=== 掲載記事 ===

概要

今の物流を担うやりがい #03 【vol.7 狭間健志氏】

ロジ人では物流テック(LogiTech)と分類される業界の著名人、サービスをインタビューしていきます。#03では仕事のやりがいと教訓、そして物流業界を志望する若手へのメッセージをお聞きしました。

狭間さんのプロフィール画像
ハコベル株式会社代表取締役社長CEO 狭間健志氏
2009年に東京大学大学院農学生命科学研究科修士課程修了後、ベイン・アンド・カンパニーに入社。2017年に同社を退職し、同年ラクスル株式会社に入社。執行役員ハコベル事業本部長として5年間職務に携わったのち、分社化に伴い2022年8月、現職に就任した。

カーナビのように当たり前に使われるサービスを目指して

ー #02では「 人海戦術のオペレーティングからの脱却 」を物流課題の解決策と考えているとお聞きしました。そういった仕事に関わる中で、やりがいを感じる瞬間はどのようなときでしょうか。

「このお客様にはこういう提案がはまるんだ」と感じた時や「この産業には、この方法を横展開すればいいんだ」と分かった時です。

ただ、中長期的な目標を視野に置いていますので、現時点ではやり切った感覚は持てていません。「こうなったらいいよね」という大きなゴールを見据え、それをやり切るために仕事をしています。

私たちは朝、仕事でパソコンを開いたらメールソフトやカレンダーを開きますよね。物流に関わる人たちにとって、ハコベルも同じように当たり前に使われるサービスになりたい。そのためには、物流業務を一気通貫で管理できるシステムにならなければなりません。

中期的な目標について、ハコベルのシステムをオンにしておけば運送計画が自動的に作成されて最適な配送ルートが見られる、他にも「コスト重視」「納期重視」「品質重視」というボタンを押せば、その通りに運送計画が作成される、そういった世界観を実現したいと思っています。

そのため、大きなやりがいを実感できるのはこれからです。売上を達成したときに喜ぶことはありますが、それは一瞬にすぎません。プロダクトがお客様に合わないとき、悔しい思いをすることもあります。

インタビューの様子1

ー 強い意志を持っていらっしゃると感じました。気持ちの反動もありそうですが、心が折れそうになる期間もありましたか。

=== 抽出資料 ===

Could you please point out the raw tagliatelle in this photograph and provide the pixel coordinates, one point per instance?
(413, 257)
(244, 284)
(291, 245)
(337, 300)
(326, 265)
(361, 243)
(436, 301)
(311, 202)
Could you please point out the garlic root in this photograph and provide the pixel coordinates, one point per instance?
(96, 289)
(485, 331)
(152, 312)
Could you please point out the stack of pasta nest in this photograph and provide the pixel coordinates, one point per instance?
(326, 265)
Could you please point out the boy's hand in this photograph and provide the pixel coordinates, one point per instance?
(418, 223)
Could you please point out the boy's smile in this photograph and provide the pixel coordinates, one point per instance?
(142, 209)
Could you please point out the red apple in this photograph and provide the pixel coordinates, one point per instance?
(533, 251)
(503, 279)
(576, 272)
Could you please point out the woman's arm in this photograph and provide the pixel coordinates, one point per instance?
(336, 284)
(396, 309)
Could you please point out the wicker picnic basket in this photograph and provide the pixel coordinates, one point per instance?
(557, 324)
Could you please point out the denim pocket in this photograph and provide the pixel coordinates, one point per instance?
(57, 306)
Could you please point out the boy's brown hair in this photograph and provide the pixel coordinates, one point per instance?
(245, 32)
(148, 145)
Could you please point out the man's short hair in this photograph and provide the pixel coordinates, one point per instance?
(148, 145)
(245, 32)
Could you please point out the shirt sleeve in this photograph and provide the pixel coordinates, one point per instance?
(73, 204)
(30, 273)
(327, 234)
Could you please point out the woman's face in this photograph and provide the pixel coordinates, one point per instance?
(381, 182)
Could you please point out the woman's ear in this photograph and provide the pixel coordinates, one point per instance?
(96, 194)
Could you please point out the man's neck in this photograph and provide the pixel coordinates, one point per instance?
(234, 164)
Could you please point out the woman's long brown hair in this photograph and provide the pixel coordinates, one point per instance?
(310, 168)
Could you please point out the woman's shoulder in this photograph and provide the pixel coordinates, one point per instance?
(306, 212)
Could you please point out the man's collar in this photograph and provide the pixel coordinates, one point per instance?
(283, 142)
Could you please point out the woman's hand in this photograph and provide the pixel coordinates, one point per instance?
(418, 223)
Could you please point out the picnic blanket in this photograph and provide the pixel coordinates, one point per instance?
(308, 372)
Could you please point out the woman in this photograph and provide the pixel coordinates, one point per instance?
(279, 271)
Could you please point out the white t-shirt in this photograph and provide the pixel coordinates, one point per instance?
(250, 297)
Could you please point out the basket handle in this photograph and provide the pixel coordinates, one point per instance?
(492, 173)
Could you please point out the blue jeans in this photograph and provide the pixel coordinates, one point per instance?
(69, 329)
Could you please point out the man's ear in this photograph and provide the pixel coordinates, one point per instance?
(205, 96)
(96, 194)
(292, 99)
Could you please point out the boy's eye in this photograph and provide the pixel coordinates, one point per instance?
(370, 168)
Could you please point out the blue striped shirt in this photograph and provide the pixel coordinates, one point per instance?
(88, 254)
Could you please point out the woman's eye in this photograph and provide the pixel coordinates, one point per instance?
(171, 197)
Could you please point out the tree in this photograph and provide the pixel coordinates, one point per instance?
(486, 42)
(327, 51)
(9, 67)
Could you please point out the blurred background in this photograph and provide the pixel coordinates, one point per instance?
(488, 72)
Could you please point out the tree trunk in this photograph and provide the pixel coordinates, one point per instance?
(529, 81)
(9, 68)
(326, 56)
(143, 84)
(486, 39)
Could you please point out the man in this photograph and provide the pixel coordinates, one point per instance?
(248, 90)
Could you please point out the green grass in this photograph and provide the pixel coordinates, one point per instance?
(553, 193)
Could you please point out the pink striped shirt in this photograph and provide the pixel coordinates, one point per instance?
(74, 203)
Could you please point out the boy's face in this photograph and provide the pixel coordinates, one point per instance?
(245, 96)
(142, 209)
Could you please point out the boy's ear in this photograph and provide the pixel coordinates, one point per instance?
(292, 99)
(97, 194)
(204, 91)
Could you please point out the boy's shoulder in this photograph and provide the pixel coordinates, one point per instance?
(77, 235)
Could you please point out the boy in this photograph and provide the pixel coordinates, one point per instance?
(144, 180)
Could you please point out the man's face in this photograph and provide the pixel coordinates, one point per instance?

===

- [問題 1]: ハコベル社長のインタビュー記事によると、狭間氏が現職に就任したのはいつか。
- [問題 2]: ハコベル社長のインタビュー記事から、「私たちは朝、仕事でパソコンを」を含む語句で書き始め、「い思いをすることもあります。」の後で止めて、その範囲を一字も変えずに書き出せ。
- [問題 3]: ハコベル社長のインタビュー記事を、最後に示された質問の後から書き継げ。

- [解答 1]: 2022年8月。

- [解答 2]:
私たちは朝、仕事でパソコンを開いたらメールソフトやカレンダーを開きますよね。物流に関わる人たちにとって、ハコベルも同じように当たり前に使われるサービスになりたい。そのためには、物流業務を一気通貫で管理できるシステムにならなければなりません。

中期的な目標について、ハコベルのシステムをオンにしておけば運送計画が自動的に作成されて最適な配送ルートが見られる、他にも「コスト重視」「納期重視」「品質重視」というボタンを押せば、その通りに運送計画が作成される、そういった世界観を実現したいと思っています。

そのため、大きなやりがいを実感できるのはこれからです。売上を達成したときに喜ぶことはありますが、それは一瞬にすぎません。プロダクトがお客様に合わないとき、悔しい思いをすることもあります。

- [解答 3]:
「課題はあるが、今やらなくてもいい」と感じて後回しにした結果、半年後に業績に返ってきたときです。怠けると必ず結果として返ってくるのが経営です。

逆に、一生懸命に仕事をしたから結果が返ってくるかというと、そうとも限りません。ですが、怠けると必ずネガティブな結果が出ます。

人生の貴重な時間を使ってくれているたくさんのメンバーがいるので、一生懸命に無我夢中に仕事を行わなければなりません。

ー 結果が出るかはわからないけれど、懸命に仕事をしなくてはならないということですね。

そうですね。メディアでは成功した人の上澄みだけが語られることが多いですが、そこに行き着くまでには多くの泥臭いことがあって、いいことばかりではないと思いますね。

ー 仕事をする中で大切にされていることは何ですか。

いざ自分が主体となって事業経営をしてみると、コンサルタントとしてアドバイスしたり、本を読んだことをそのまま実行できるほど事業運営は甘くはないと思い知らされました。自分で実行をすることはいかに難しいかと実感しました。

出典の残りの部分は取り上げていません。